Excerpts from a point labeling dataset
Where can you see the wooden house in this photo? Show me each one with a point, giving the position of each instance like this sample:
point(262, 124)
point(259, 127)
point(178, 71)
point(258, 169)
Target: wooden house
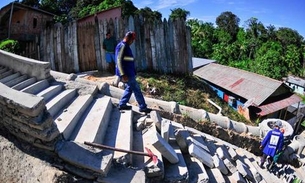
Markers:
point(23, 23)
point(252, 95)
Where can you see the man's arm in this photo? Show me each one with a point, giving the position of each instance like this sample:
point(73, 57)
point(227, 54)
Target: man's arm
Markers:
point(119, 60)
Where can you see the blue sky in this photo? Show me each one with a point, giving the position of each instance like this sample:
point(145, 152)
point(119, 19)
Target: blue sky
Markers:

Aim
Reproduce the entire listing above word for word, leaving out the pictures.

Written answer
Where can you see the wooden house in this photo? Show me each one with a point, giving the position of each instance like this sample:
point(262, 124)
point(259, 127)
point(178, 71)
point(258, 169)
Target: wooden house
Markers:
point(23, 23)
point(252, 95)
Where can you see the man's arm in this photo? Show me each one with a point, giving the position of each instance like this sample:
point(73, 57)
point(227, 54)
Target: man's arm
Markers:
point(119, 60)
Where can you see the blue sky in this photo? Show me each one with a point, giving the position of each instance like this sample:
point(145, 152)
point(119, 19)
Target: blue sky
Markers:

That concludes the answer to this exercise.